## Provided records
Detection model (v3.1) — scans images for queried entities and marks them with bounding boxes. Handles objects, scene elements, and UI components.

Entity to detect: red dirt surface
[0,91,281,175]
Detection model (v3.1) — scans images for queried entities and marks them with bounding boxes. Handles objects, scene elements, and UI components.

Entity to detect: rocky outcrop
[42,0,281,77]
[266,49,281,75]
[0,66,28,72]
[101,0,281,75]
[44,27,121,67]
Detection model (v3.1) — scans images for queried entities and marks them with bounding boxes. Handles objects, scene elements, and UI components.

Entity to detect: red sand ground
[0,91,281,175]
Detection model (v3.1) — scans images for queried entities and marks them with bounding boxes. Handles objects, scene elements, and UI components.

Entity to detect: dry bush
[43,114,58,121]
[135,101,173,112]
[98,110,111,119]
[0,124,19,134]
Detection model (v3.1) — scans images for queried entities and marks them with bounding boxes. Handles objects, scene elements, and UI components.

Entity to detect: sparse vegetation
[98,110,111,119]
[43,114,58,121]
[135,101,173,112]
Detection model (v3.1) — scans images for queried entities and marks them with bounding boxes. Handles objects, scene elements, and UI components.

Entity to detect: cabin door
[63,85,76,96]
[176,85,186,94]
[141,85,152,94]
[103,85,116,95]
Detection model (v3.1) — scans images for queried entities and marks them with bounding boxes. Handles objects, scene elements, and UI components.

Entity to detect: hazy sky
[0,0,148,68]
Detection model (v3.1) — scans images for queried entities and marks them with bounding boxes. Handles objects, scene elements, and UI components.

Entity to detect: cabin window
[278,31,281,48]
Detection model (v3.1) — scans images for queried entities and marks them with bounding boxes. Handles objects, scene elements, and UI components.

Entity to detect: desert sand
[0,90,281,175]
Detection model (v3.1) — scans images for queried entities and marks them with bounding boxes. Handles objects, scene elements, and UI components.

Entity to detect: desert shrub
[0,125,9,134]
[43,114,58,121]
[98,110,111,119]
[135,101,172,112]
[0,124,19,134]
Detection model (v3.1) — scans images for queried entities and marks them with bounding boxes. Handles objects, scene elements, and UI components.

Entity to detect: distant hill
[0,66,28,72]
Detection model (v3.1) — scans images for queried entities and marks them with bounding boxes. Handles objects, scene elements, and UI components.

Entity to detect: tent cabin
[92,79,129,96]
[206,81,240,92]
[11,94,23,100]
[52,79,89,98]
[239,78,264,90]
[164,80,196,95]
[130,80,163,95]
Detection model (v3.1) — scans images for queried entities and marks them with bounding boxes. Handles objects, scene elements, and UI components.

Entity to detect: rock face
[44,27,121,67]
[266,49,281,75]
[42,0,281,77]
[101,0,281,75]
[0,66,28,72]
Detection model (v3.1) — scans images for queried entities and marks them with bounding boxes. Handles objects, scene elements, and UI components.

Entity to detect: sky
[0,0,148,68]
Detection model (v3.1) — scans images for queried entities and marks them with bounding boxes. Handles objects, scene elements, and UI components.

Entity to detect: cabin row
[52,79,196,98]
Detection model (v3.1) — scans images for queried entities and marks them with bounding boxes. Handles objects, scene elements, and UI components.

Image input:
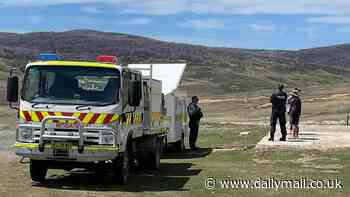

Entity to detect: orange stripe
[89,114,100,124]
[23,111,32,121]
[103,114,113,124]
[35,111,44,121]
[79,113,86,121]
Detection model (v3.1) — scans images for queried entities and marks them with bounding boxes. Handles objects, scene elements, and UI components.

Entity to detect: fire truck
[7,54,187,183]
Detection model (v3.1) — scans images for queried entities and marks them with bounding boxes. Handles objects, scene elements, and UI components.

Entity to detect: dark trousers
[270,111,287,139]
[189,121,199,149]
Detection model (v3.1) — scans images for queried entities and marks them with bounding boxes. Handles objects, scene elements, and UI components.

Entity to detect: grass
[0,124,350,197]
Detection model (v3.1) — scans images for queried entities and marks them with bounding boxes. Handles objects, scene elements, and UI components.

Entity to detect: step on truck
[7,54,186,183]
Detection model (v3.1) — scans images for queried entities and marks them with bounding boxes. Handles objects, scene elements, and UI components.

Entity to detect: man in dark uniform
[269,84,287,141]
[187,96,203,150]
[287,88,301,138]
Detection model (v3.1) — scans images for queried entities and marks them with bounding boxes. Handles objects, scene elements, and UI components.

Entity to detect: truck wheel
[29,160,48,182]
[150,139,162,170]
[162,136,168,153]
[115,151,130,184]
[175,134,186,153]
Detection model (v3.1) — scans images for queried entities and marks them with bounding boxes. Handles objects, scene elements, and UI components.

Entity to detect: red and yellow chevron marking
[20,111,119,124]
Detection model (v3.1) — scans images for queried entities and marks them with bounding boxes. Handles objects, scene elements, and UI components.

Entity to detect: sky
[0,0,350,50]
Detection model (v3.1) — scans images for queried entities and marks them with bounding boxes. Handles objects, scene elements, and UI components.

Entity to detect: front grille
[34,128,100,145]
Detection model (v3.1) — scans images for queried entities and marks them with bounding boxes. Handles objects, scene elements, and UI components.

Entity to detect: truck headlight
[17,127,34,143]
[99,131,115,145]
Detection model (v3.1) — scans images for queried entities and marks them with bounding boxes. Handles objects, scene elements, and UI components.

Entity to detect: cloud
[249,24,276,33]
[296,26,321,39]
[180,19,225,29]
[81,6,102,14]
[308,16,350,24]
[1,0,350,15]
[119,18,152,25]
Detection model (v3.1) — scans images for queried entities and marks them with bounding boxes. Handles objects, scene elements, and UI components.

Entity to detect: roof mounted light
[96,55,118,64]
[37,53,62,61]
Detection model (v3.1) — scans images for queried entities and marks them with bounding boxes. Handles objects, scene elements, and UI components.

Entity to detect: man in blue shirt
[187,96,203,150]
[269,84,287,141]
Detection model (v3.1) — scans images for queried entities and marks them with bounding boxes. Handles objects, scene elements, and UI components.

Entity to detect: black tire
[174,134,186,153]
[150,140,162,170]
[139,139,162,170]
[29,159,48,182]
[115,151,130,184]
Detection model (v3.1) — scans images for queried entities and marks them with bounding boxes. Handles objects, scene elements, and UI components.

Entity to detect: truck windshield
[22,66,120,106]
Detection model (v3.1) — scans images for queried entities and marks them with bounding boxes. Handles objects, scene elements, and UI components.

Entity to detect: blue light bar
[37,53,62,61]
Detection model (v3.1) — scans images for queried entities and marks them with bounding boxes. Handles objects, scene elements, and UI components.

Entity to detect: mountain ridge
[0,29,350,96]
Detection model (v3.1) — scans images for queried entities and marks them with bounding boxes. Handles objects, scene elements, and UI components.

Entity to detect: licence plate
[52,142,72,150]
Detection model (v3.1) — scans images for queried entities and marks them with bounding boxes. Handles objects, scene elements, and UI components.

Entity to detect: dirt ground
[256,125,350,150]
[0,84,350,197]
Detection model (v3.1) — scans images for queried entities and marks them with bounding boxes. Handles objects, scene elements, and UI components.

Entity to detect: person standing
[287,88,301,138]
[269,84,287,141]
[187,96,203,150]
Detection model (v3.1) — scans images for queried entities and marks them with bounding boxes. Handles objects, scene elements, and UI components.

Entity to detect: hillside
[0,30,350,96]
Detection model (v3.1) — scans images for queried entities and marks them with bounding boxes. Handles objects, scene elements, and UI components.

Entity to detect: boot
[293,126,299,138]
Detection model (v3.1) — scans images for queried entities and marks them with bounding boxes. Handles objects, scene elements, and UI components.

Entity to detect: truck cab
[7,54,166,183]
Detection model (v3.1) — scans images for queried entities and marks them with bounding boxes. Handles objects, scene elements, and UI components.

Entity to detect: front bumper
[14,143,119,162]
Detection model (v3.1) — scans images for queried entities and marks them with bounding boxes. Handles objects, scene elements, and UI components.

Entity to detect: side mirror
[7,76,18,102]
[7,76,18,102]
[128,81,142,107]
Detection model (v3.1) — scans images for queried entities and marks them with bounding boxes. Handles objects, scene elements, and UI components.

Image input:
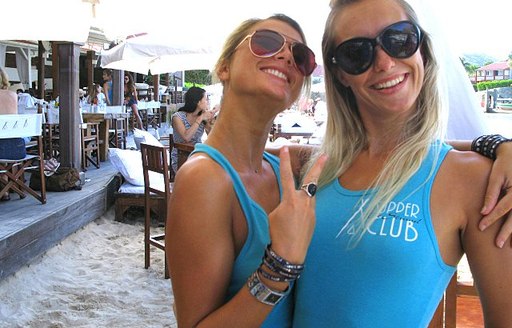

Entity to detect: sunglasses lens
[334,21,421,75]
[251,30,285,57]
[381,22,420,58]
[292,43,316,76]
[251,30,316,76]
[334,39,373,75]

## Set exercise
After the data, find every line that contains the word "front", matching case exactly, and copy each of those lines.

## Task answer
Entity to detect: front grille
Entity to detect: front bumper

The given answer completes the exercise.